• [What you should do] Return the listing word for word, as given.

◇ ◇ ◇ ◇ ◇ ◇ ◇

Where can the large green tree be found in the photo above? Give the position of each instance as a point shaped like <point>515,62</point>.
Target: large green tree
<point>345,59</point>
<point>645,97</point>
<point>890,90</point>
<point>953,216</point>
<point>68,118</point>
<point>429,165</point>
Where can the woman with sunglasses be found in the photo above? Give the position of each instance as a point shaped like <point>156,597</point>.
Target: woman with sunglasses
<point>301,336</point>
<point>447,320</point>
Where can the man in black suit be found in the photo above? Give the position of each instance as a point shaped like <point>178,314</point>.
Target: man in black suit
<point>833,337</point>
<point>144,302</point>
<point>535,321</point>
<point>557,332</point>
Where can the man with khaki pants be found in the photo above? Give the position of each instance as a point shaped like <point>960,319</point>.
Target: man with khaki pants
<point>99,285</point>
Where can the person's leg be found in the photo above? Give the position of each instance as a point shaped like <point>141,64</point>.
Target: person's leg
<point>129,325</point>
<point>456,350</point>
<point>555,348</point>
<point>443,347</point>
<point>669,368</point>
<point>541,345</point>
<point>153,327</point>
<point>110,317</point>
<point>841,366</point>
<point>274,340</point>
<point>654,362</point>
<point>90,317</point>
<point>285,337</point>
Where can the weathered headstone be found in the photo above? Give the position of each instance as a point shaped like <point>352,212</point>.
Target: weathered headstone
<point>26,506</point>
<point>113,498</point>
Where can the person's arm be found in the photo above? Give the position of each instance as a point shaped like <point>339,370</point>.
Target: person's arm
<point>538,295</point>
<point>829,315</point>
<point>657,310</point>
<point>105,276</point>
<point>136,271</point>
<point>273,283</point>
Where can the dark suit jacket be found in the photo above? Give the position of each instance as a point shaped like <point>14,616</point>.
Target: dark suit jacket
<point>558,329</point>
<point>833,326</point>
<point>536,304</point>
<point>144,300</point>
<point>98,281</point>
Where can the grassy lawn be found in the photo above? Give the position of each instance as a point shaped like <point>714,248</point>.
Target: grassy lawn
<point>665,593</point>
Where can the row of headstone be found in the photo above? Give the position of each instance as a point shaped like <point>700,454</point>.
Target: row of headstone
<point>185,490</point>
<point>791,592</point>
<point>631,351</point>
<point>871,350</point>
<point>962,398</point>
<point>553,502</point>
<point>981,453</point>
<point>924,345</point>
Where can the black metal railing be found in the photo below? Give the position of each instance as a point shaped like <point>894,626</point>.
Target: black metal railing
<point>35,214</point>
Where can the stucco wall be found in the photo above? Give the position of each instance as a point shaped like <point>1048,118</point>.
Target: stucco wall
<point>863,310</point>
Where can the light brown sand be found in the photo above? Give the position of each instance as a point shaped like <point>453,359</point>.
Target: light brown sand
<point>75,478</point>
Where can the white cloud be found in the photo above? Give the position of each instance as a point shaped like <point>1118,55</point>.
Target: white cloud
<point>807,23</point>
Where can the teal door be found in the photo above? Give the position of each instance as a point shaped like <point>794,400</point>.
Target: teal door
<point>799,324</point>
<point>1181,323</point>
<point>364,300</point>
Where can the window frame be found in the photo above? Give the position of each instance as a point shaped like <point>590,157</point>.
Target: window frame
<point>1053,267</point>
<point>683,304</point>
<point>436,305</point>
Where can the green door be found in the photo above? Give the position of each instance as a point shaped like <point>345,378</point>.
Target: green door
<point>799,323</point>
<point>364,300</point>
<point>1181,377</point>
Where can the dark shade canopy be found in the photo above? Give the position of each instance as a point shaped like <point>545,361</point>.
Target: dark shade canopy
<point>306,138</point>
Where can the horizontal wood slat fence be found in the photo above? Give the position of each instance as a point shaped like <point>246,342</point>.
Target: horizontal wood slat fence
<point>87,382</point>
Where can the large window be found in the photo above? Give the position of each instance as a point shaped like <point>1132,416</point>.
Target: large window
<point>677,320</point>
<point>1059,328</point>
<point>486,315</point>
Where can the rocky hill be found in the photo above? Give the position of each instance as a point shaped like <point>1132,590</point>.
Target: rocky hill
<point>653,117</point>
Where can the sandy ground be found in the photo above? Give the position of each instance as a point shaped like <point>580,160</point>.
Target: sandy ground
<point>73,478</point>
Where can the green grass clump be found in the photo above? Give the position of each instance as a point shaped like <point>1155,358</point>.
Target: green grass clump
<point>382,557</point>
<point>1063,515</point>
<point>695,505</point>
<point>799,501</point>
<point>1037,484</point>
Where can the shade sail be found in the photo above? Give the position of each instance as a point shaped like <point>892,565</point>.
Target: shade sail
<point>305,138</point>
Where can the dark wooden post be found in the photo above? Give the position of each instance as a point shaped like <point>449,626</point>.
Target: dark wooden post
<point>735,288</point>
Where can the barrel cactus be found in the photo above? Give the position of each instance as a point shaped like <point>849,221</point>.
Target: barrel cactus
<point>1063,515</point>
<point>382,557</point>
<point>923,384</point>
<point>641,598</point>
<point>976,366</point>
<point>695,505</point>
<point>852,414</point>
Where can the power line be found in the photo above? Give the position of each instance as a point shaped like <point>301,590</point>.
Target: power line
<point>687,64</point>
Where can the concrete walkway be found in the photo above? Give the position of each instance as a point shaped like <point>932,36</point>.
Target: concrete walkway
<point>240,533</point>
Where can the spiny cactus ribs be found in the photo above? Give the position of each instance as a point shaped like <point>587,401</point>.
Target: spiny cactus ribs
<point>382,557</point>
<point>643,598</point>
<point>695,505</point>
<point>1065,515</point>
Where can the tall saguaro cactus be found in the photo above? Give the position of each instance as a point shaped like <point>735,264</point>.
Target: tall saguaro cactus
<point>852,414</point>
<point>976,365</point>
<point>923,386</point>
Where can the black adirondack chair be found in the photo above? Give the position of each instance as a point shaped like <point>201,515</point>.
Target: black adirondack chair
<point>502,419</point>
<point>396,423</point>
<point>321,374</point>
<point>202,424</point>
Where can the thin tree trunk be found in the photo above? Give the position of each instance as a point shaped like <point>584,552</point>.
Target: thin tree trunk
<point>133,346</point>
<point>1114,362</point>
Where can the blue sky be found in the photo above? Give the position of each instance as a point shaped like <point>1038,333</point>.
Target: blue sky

◇ ◇ ◇ ◇ ◇ ◇ ◇

• [Response]
Where can the large green tree be found in the photo above? Give the position of each instance as a point shaped like <point>515,62</point>.
Target: large green tree
<point>345,59</point>
<point>645,97</point>
<point>890,90</point>
<point>953,216</point>
<point>68,118</point>
<point>429,165</point>
Where can the woman with sunglasses be found in the photo above? Give the position of each instance as a point shaped like <point>156,597</point>.
Target: woman with sunglasses
<point>301,336</point>
<point>447,320</point>
Where can the man in black suit be found in the photo above? Give the position of each instance as a point shaped like <point>178,314</point>.
Target: man in black suit
<point>833,337</point>
<point>144,302</point>
<point>535,321</point>
<point>557,332</point>
Where can the man with khaki pants be found in the photo above? Give the position of each instance as a point shaped like <point>960,319</point>.
Target: man with khaki pants
<point>99,285</point>
Where can the person's leg be found in the photo above? Give the position of each instance as a point shaped like <point>141,64</point>.
Target: person's leg
<point>129,325</point>
<point>456,350</point>
<point>555,348</point>
<point>443,347</point>
<point>669,368</point>
<point>541,345</point>
<point>153,327</point>
<point>110,317</point>
<point>841,366</point>
<point>274,340</point>
<point>654,362</point>
<point>90,317</point>
<point>285,337</point>
Where can the weathered headstone be found in the photo above? Give the position of each instance as a point shaped like <point>352,212</point>.
Target: weathered headstone
<point>26,506</point>
<point>113,498</point>
Where can the person's arm be found in the photo above? Give the position of each instance as a point shaped like <point>339,370</point>.
Target: person's arm
<point>538,295</point>
<point>829,315</point>
<point>657,310</point>
<point>105,276</point>
<point>136,271</point>
<point>273,283</point>
Where can the dark suit jacket be found in the photo above? Give the position of each instance as a point shaped like <point>14,616</point>.
Target: dark suit jacket
<point>558,329</point>
<point>833,326</point>
<point>536,304</point>
<point>144,300</point>
<point>98,281</point>
Where can the grassy lawn be found in the photo above? Give the position of each instance as a point shaped like <point>714,248</point>.
Target: grassy lawn
<point>665,593</point>
Where can the row of headstone be found in the photo above? Give the position of each instance as a point shaped like <point>700,454</point>.
Target: row of headstone
<point>185,490</point>
<point>791,592</point>
<point>631,351</point>
<point>871,350</point>
<point>962,398</point>
<point>553,502</point>
<point>981,453</point>
<point>924,345</point>
Where can the black metal railing be found in the photo below? Give the position of each instance as a point shaped like <point>894,626</point>.
Target: black metal railing
<point>35,214</point>
Where can the stucco wall be found in the photo above? Give the position of each instance as a point shaped like <point>1048,118</point>.
Target: stucco wall
<point>863,310</point>
Where can the light brown sand be found in the photo above? Give the position of each instance as a point shaped like <point>453,359</point>.
Target: light brown sand
<point>75,478</point>
Where can the white cloud be found in the photo above? Give the position of each instance as a point shaped like <point>1118,55</point>.
Target: white cloud
<point>807,23</point>
Where can the teal door be found in the photo above? Give the position of each instance as a point shaped like <point>794,400</point>.
Target: teal door
<point>799,324</point>
<point>1181,323</point>
<point>364,300</point>
Where can the window frame be found in the photo above? Give the position of each instance as a point shaped like <point>590,157</point>.
Target: window frame
<point>1053,267</point>
<point>683,304</point>
<point>436,305</point>
Where can the green door be found in the photo above? Give the position of each instance as a point shaped like <point>345,378</point>.
Target: green door
<point>799,323</point>
<point>364,300</point>
<point>1181,377</point>
Where can the dark shade canopy be found in the photo above? Give the position of each instance as a point shaped like <point>545,361</point>.
Target: dark shade canopy
<point>306,138</point>
Where can the horizontal wood slat fence be found in the photo above? Give the position of each instance as a point shaped like <point>246,342</point>.
Target: horizontal wood slat fence
<point>87,382</point>
Where can the large window be found in the photo above? Give the position of each instance as a point shaped like <point>1132,416</point>.
Target: large window
<point>677,320</point>
<point>1059,328</point>
<point>486,315</point>
Where can the rocky hill be found in the photo above? Give the position of each instance as a point shaped like <point>1132,590</point>.
Target: rocky hill
<point>653,117</point>
Where can the sandy ground be found in the photo above? Give the position of each instance as a point shaped like <point>580,160</point>.
Target: sandy ground
<point>73,478</point>
Where can the green grass clump be found in the photo above? Give the position of each instance as a point shaped like <point>1155,358</point>.
Target: green grass clump
<point>382,557</point>
<point>1063,515</point>
<point>695,505</point>
<point>799,501</point>
<point>1037,484</point>
Where can the shade sail be found in the photo above? Give the position of each instance as a point shaped like <point>892,565</point>.
Target: shade sail
<point>305,138</point>
Where can the dark wooden post be found in the photo above? Give the position of each instance as a point shaped like <point>449,626</point>.
Target: dark wooden post
<point>735,288</point>
Where can the barrel cactus be found in the photo above? Give the position of each instance as a point shaped like <point>849,221</point>.
Target: barrel cactus
<point>1063,515</point>
<point>382,557</point>
<point>923,384</point>
<point>641,598</point>
<point>976,366</point>
<point>695,505</point>
<point>852,414</point>
Where can the power line be found in the photo above? Give the position of each instance as a point shaped like <point>301,590</point>.
Target: power line
<point>687,64</point>
Where can the concrete walkway be found in the photo above? Give the position of each instance as a point shaped like <point>932,36</point>.
Target: concrete walkway
<point>240,533</point>
Where can the spiny cactus ribs be found in the photo above? Give the position of each instance as a point shaped like <point>587,401</point>.
Target: spiny cactus ribs
<point>382,557</point>
<point>643,598</point>
<point>695,505</point>
<point>1065,515</point>
Where can the tall saguaro cactus be found in the photo above? Give the position of each instance as a point shaped like <point>735,264</point>.
Target: tall saguaro cactus
<point>852,414</point>
<point>976,365</point>
<point>923,386</point>
Where can the black adirondack chair be found in the photo above? Give the position of each instance as a point shaped like <point>201,515</point>.
Target: black adirondack chair
<point>502,419</point>
<point>396,423</point>
<point>321,374</point>
<point>202,424</point>
Where can the thin tree trunk be found in the photo above? Give the position of each instance as a point shaped like <point>584,552</point>.
Target: thin tree trunk
<point>133,346</point>
<point>1114,362</point>
Where can the blue sky be found in the photo above? Give the position of each instance as a point shaped like <point>1038,333</point>.
Target: blue sky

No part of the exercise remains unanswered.